**Stated exercise:**
Extract every line in the records below that contains the word "slice".

╭─ Information given

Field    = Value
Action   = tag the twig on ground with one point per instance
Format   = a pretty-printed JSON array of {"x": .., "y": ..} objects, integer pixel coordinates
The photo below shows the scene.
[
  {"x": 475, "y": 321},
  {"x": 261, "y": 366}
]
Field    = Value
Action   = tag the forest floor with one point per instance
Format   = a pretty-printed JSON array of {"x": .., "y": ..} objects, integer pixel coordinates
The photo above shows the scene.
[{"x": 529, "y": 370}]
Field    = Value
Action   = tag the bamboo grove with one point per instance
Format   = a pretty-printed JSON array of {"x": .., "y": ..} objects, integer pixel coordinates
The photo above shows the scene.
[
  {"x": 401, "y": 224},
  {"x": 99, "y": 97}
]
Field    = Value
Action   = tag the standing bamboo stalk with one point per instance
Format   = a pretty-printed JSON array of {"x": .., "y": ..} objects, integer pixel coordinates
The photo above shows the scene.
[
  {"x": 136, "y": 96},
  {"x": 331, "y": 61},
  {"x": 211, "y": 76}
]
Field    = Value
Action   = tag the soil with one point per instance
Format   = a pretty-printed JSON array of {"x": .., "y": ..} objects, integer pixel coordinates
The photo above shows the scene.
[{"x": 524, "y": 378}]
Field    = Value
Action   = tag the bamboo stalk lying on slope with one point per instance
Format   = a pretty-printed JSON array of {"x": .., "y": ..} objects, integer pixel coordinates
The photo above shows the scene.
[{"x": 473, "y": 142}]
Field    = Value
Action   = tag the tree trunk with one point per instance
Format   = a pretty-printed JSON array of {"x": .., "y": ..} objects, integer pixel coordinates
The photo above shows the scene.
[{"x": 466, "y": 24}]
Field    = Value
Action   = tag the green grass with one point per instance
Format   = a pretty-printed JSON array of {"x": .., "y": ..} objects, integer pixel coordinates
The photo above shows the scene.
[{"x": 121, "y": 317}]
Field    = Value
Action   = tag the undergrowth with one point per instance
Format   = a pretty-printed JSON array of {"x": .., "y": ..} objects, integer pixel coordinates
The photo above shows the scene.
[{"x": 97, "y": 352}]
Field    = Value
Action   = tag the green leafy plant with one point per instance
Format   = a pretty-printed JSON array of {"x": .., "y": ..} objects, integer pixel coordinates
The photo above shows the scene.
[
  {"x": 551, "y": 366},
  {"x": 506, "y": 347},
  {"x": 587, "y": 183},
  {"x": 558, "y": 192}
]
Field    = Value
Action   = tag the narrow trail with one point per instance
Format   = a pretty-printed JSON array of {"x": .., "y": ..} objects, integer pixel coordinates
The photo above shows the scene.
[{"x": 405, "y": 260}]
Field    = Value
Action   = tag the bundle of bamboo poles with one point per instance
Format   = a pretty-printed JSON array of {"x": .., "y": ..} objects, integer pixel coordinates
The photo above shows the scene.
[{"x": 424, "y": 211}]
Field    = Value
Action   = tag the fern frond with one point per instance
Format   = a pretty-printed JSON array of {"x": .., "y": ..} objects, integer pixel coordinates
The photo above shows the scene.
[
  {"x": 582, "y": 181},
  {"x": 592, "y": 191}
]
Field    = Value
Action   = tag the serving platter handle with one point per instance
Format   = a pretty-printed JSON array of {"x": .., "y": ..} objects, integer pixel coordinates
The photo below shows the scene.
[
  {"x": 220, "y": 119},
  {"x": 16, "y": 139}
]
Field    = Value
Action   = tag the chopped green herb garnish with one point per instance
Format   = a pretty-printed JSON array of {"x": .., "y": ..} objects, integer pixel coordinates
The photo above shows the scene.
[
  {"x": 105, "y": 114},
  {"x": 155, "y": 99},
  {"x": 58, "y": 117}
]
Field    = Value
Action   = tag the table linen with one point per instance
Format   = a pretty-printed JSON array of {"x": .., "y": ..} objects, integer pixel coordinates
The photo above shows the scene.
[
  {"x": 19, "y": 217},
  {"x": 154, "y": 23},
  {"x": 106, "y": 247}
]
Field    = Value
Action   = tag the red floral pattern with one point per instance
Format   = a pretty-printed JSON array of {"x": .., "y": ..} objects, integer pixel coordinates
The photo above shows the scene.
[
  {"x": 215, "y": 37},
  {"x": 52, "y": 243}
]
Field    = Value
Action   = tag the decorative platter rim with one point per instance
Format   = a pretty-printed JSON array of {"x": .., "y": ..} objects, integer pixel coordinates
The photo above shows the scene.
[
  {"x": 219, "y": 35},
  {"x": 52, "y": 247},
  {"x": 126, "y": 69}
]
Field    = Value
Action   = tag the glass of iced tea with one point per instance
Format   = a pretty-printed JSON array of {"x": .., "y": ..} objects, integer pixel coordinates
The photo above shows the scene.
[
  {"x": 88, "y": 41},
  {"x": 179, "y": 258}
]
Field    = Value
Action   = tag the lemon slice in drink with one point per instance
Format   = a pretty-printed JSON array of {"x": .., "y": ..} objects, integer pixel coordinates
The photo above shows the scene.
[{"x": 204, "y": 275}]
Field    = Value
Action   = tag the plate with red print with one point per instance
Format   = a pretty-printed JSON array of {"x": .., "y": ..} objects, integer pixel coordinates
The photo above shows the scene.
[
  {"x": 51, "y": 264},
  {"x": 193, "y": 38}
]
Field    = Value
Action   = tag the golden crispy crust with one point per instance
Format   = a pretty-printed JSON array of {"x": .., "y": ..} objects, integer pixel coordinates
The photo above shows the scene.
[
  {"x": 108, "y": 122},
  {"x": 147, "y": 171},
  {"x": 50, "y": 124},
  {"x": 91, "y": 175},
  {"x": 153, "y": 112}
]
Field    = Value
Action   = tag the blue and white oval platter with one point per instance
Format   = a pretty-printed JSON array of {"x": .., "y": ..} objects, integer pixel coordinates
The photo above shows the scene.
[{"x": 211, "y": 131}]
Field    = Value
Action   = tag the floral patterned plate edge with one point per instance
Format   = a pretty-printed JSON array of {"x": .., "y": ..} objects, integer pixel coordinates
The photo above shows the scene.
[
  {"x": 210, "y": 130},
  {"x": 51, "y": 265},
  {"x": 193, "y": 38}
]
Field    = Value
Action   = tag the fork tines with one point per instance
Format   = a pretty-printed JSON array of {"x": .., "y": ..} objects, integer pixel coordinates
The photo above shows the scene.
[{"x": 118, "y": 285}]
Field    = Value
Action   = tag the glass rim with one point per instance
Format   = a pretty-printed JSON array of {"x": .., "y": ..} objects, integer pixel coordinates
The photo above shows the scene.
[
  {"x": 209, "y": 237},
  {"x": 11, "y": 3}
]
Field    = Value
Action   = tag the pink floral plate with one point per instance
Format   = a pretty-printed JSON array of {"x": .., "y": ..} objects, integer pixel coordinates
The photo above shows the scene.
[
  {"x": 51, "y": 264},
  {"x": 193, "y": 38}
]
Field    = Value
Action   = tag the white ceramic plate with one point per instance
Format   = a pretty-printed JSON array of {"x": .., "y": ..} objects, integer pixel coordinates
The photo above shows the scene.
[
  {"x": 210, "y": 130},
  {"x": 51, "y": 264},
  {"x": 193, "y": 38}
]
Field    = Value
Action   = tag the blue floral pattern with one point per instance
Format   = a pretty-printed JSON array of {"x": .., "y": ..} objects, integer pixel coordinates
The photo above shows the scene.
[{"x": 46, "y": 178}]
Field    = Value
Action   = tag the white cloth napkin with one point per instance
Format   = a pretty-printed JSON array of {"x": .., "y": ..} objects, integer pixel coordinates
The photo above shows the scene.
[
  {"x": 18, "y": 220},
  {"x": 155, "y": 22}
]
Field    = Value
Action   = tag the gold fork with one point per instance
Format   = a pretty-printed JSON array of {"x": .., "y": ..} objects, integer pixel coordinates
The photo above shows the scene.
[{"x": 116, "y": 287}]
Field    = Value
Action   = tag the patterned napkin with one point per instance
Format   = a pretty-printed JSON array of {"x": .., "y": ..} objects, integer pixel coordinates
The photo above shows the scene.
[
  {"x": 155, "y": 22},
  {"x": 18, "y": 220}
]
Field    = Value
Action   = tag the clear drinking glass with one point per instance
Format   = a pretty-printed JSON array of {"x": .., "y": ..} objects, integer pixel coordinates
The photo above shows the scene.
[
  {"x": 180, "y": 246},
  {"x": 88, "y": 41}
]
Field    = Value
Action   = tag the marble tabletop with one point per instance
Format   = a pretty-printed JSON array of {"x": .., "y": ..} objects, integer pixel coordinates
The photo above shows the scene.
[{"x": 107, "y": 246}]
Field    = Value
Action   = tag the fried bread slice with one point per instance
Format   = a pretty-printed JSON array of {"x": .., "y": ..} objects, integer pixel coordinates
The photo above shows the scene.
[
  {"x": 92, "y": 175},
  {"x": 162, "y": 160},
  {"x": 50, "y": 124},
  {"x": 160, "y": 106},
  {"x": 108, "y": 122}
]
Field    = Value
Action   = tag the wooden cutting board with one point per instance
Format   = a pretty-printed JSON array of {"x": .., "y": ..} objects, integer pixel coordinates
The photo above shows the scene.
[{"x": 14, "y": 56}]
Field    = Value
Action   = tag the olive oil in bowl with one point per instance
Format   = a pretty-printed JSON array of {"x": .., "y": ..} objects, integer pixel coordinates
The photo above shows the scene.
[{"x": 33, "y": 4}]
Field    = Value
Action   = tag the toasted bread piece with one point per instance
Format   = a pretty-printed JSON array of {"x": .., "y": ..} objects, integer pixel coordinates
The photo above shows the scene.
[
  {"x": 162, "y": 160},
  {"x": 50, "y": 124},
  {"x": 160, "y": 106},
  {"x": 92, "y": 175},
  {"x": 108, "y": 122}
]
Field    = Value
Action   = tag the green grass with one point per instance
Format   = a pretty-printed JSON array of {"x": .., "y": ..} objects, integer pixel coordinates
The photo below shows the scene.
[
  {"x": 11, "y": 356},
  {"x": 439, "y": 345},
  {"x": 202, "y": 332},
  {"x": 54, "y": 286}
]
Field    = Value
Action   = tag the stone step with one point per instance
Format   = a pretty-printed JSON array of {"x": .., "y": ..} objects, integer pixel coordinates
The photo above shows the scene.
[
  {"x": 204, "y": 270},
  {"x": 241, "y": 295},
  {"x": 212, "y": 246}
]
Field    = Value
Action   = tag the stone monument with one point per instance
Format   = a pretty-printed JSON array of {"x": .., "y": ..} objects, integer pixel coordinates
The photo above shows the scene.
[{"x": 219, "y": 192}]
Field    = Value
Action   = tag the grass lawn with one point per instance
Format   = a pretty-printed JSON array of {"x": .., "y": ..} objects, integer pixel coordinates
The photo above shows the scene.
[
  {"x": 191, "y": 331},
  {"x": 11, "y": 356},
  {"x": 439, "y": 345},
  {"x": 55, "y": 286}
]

╰─

**Answer to the task:**
Action   = tag the lemon slice in drink with one point per instance
Action   = tag the fried bread slice with one point per instance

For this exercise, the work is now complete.